Rewrite every one of the rows below, changing "this scene" to "this photo" and leaving everything else as it is. Leave the pictures out of your answer.

Data entries>

○ ○ ○

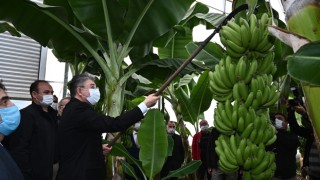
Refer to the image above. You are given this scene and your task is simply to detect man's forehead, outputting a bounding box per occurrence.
[0,89,7,97]
[84,79,96,86]
[200,121,208,125]
[38,82,52,90]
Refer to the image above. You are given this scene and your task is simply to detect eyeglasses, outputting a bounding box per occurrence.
[0,96,10,105]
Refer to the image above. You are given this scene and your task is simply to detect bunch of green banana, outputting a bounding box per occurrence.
[219,13,274,58]
[215,135,240,173]
[215,135,275,180]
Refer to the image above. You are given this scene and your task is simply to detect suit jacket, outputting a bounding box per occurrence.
[5,103,58,180]
[160,134,184,179]
[57,98,143,180]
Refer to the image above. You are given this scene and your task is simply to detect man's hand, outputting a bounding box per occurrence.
[102,144,112,155]
[143,94,160,108]
[294,105,307,115]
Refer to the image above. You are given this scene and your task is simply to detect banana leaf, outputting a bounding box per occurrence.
[0,22,21,37]
[286,41,320,86]
[138,109,168,179]
[187,42,224,69]
[162,160,201,179]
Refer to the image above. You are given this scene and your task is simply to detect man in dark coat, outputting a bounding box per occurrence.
[5,80,57,180]
[57,74,159,180]
[160,121,184,180]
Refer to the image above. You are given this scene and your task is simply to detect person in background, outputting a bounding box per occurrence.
[160,121,184,180]
[266,113,300,180]
[6,80,58,180]
[58,97,71,117]
[51,97,71,180]
[191,120,211,180]
[207,127,238,180]
[57,73,159,180]
[125,122,144,180]
[0,80,23,180]
[287,103,320,180]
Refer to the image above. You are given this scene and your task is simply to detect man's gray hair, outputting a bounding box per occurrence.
[70,73,94,97]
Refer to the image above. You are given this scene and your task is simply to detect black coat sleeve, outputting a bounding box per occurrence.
[61,100,144,133]
[207,128,219,169]
[7,110,34,180]
[287,108,312,138]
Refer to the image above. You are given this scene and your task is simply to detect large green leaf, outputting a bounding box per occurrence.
[68,0,194,44]
[190,71,212,114]
[138,109,168,179]
[162,160,201,179]
[287,41,320,85]
[187,42,224,69]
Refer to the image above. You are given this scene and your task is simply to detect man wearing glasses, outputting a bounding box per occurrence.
[57,73,159,180]
[5,80,57,180]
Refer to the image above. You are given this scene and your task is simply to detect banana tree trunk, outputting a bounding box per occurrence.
[269,0,320,150]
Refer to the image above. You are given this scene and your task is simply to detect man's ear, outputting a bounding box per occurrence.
[31,91,37,99]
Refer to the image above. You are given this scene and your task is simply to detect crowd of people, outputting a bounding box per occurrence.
[0,73,159,180]
[0,73,320,180]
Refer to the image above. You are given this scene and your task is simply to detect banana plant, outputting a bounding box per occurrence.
[269,0,320,138]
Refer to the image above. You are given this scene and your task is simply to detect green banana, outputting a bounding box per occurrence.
[224,99,233,120]
[227,39,246,54]
[232,83,241,100]
[249,129,258,142]
[238,81,249,100]
[244,91,254,108]
[250,153,270,175]
[249,27,261,50]
[249,13,258,32]
[241,123,254,139]
[230,135,238,156]
[219,67,233,88]
[244,59,258,84]
[238,117,245,133]
[228,63,237,84]
[231,109,238,129]
[240,25,251,48]
[266,135,277,146]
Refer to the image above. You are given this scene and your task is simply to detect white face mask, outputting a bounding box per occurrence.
[167,128,176,134]
[200,125,209,131]
[40,95,53,107]
[87,89,100,105]
[275,119,283,129]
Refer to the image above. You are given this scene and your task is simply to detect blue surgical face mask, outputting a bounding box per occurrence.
[275,119,283,129]
[0,106,20,136]
[87,89,100,105]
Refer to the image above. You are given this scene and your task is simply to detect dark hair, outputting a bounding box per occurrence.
[29,80,49,97]
[69,73,94,97]
[274,112,287,121]
[0,79,7,91]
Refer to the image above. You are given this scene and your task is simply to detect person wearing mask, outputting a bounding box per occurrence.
[125,122,144,180]
[6,80,58,180]
[57,73,159,180]
[57,97,71,117]
[207,127,238,180]
[267,113,300,180]
[160,121,184,180]
[191,120,211,180]
[0,80,23,180]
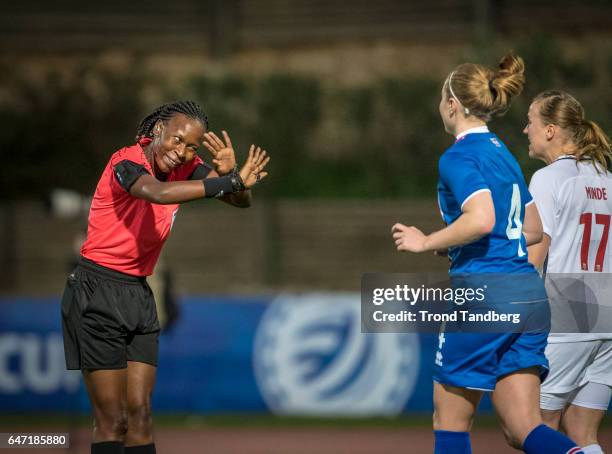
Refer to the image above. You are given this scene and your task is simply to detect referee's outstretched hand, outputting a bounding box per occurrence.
[203,131,236,175]
[391,223,427,252]
[239,145,270,189]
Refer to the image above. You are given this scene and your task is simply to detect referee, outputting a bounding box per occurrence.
[62,101,270,454]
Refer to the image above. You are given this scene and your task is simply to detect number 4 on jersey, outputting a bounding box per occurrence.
[506,183,525,257]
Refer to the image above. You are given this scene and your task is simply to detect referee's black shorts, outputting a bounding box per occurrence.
[62,258,159,370]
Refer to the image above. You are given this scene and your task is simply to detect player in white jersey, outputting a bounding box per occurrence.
[523,91,612,454]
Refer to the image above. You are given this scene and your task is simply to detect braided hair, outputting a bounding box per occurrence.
[136,101,208,141]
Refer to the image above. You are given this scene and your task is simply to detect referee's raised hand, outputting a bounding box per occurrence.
[240,145,270,189]
[202,131,236,175]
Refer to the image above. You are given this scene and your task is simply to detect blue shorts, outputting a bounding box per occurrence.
[434,273,550,391]
[434,332,548,391]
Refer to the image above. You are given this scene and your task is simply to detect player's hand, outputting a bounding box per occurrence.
[203,131,236,175]
[391,223,427,252]
[239,145,270,189]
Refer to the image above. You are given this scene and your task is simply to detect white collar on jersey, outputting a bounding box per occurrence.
[456,126,489,140]
[553,154,576,162]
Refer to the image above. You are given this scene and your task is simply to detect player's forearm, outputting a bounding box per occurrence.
[425,212,495,251]
[131,180,206,205]
[523,230,542,246]
[221,189,253,208]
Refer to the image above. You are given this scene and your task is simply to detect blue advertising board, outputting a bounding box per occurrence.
[0,293,482,416]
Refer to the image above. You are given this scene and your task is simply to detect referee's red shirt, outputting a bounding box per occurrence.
[81,139,203,276]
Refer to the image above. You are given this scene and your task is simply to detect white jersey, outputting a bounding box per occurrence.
[529,156,612,343]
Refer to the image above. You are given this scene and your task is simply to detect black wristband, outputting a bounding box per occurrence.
[202,175,235,198]
[202,173,246,197]
[229,171,246,192]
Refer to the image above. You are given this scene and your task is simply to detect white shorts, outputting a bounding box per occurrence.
[540,340,612,410]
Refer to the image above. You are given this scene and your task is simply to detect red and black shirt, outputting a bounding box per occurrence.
[81,139,211,276]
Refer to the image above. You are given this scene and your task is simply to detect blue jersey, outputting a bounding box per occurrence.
[438,132,535,275]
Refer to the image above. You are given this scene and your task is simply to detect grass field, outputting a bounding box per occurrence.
[0,414,612,454]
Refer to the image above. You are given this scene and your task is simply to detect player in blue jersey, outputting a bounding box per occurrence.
[392,54,582,454]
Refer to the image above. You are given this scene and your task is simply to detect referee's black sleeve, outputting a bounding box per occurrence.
[113,159,149,192]
[187,162,212,180]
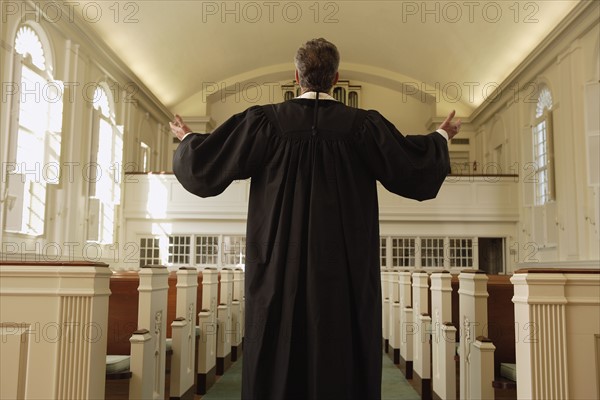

○ ○ ○

Solution for this exercise>
Refer to the image above. You are given this photo and your task is simply to detect man's forehead, outputting a bounding box per occurrence.
[0,89,7,97]
[84,79,96,86]
[200,121,208,125]
[38,82,52,90]
Refer to the image above. You are given this photo and your task is simply to detect eyeglasses, outputting a bounding box per occurrence.
[0,96,10,105]
Refer to the image above. You are given this photo and your task is simply to detect bunch of green banana, outputting a bounding box per occurrence.
[219,13,274,58]
[215,135,240,173]
[215,135,275,180]
Refer to the image above. You are given this photo and your task is simply to detect suit jacket, outputting a bounding box per occurrence.
[5,103,58,180]
[160,134,184,179]
[57,98,143,180]
Refer to the image above. You are given this photo and your task is simply to detect man's hand, outputting a bounding box per occurrence.
[102,144,112,155]
[143,94,160,108]
[294,105,307,115]
Refer to the image above. You are given this photo and your task is simply to detect banana leaf, outputting a bounding box per occurrence.
[0,22,21,37]
[286,41,320,86]
[138,109,168,179]
[187,42,224,69]
[162,160,201,179]
Refer to the image above. You are given this photo and your task is simply to detect man in dark coat, outputting a bounding box per occurrence.
[5,80,57,180]
[57,74,159,180]
[160,121,184,180]
Refer to the image above. You are given this photo and your task is simply to detect person in background, outputting a bounding box per occurrence.
[160,121,184,180]
[266,113,300,180]
[6,80,58,180]
[58,97,71,117]
[51,97,71,180]
[191,120,211,180]
[207,127,238,180]
[57,73,159,180]
[125,122,144,180]
[0,80,23,180]
[287,103,320,180]
Refer to the image above. You are given this photo and your task is simply to detect man's gray hair, outputting a bounding box per occurrence.
[70,73,94,97]
Refer to the image above. You are given this photo and your task is simply to detect black coat sleeve, outputting a bounding box per occurrence.
[61,100,144,133]
[207,128,219,169]
[7,110,34,180]
[287,108,312,138]
Refer to the image above. You are given this photo and your task is simply to detect large green leaf, outputting a bounding box per occurrence.
[68,0,194,44]
[190,71,212,114]
[138,109,168,179]
[162,160,201,179]
[287,41,320,85]
[187,42,224,69]
Refer to the image above. You are given this photo and your task is simply to detect man wearing glasses, outputting a bounding box per occurrence.
[57,73,159,180]
[5,80,57,180]
Refer to the image above. You are given this photo and your task is simply to detect banana tree trunk, outputting a bounding box per occurrence.
[269,0,320,150]
Refer to the image above. You are given this photo and your task is simply to detect man's ear, outputting a bounding box per occurrence.
[31,91,37,99]
Refer to the image above. You are given this photo and your task is simply to detect crowd of people, outputting a bounding box per occurrence.
[0,73,159,180]
[0,73,320,180]
Refer to the image above. You are given this photo and your task is simply to detect banana plant, outputting a bounding box per occurrence.
[269,0,320,138]
Refer to the image above. You are given this photo and your task is simply to detect green banana, outputting a bounding box per occurrence.
[224,99,233,120]
[227,39,246,54]
[232,83,241,100]
[249,129,258,142]
[238,81,249,100]
[244,91,254,108]
[250,153,270,175]
[249,27,261,50]
[249,13,258,32]
[241,123,254,139]
[230,135,238,156]
[219,67,233,88]
[244,59,258,84]
[238,117,245,133]
[228,63,237,84]
[231,109,238,129]
[240,25,251,48]
[266,135,277,146]
Refer to the image above. You are given this photo and your task is simply to detect white face mask, outputting a bounding box per occurrence.
[167,128,176,134]
[200,125,209,131]
[40,95,53,107]
[87,89,100,105]
[275,119,283,129]
Refer to the image above. You are given this photo and your task is simply to detect blue surgical face mask, outputting a bounding box per occurrence.
[275,119,283,129]
[0,106,20,136]
[87,89,100,105]
Refer to the image above. You are given this photo and your task is simply to detect dark hair, outputting a bounding box per occurrence.
[29,80,49,97]
[69,73,94,97]
[274,112,287,121]
[0,79,7,91]
Refer to the image above. You are given this photo and your task is simply to detect person wearing mask, outputting a bounding box per occurrence.
[125,122,144,180]
[6,80,58,180]
[57,73,159,180]
[57,97,71,117]
[207,127,238,180]
[267,113,300,180]
[160,121,184,180]
[191,120,211,180]
[0,80,23,180]
Refer to the image above. You are given this photo and your task is simply to detect referee's outstretched hand, outputting a bounding box per occurrence.
[203,131,236,175]
[391,223,427,252]
[239,145,270,189]
Refer to the image above. You are given this photo and your task is simply to detect referee, outputting a bounding box per occurrence.
[62,101,270,454]
Refer to the image above. You are given this photo and your task is simply to detect number 4 on jersey, outputting a bounding box per occurrence.
[506,183,525,257]
Refer to the image above. You are given this photo and your task is simply to detect referee's black shorts, outputting a bounding box per occurrence.
[62,258,159,370]
Refer to the image above. You are given this photo and your task is simply to detect player in white jersey, outputting a bounding box per occurrence.
[523,91,612,454]
Refer to the image above. You are given this photo and your task is simply to detect braided hair, outputting a bounding box per occurrence.
[136,101,208,141]
Refer to the image above. You are given this photo and your task is simply to detect referee's raised hand, outputting a bounding box per occurrence.
[240,145,270,189]
[202,131,236,175]
Refer to the image above. You are given this photo and your task is simply to detect blue shorts, outputting a bounding box per occurrence.
[434,273,550,391]
[434,332,548,391]
Refer to the image above. You are given this photo and your task is simply to detect player's hand, outputting a bounding box per occurrence.
[203,131,236,175]
[391,223,427,252]
[239,145,270,189]
Refer to the image above. You are given this photo and your task is simply to detect white collar on jersey, outputting a bounding box per occurrence.
[456,126,489,140]
[553,154,576,162]
Refer to the image above. You are given this photo and your task is simply to detect player's forearm, outputting a bounding box per occurrence.
[425,212,495,251]
[131,180,206,205]
[523,230,542,246]
[221,189,253,208]
Refer to the image above. You are given this photo and your task is simply to detect blue advertising board, outputting a bounding box per occurrence.
[0,293,482,416]
Refer to the image above. You are given this photo and your task is simply to detect referee's red shirt, outputting a bounding box per occurrence.
[81,139,203,276]
Refer to the image above. You are given this photo and your task is simply to detect white jersey, outputting a bounding box per occurrence.
[529,156,612,343]
Refer to the image above. You are given this photo and your task is simply to detect black wristband, outputting a bounding box per occurrence.
[202,175,235,198]
[202,173,246,197]
[229,171,246,192]
Refer to the image above. You are given this photo and your task is simply to detect white shorts, outputting a bounding box per occurrence.
[540,340,612,410]
Refer to the image above. You are given this photo and your task is simply to detect red and black shirt, outputting a bounding box per occurrence.
[81,139,211,276]
Refer to the image above. You are given this photo and your task is simply to detect blue jersey, outputting a bounding box per occurrence.
[438,132,535,275]
Refer to the image above. You are given this photo and your task is simply to detect grass field, outputting a bounding box per occurrence.
[0,414,612,454]
Refer to the image above. You are given this photo and your task is simply to detect player in blue jersey, outputting a bounding box per occurrence.
[392,54,582,454]
Refer to the image above. You are given this photo and your task is simply to detect referee's black sleeve, outputting a bounding box per occurrence.
[113,159,149,192]
[187,162,212,180]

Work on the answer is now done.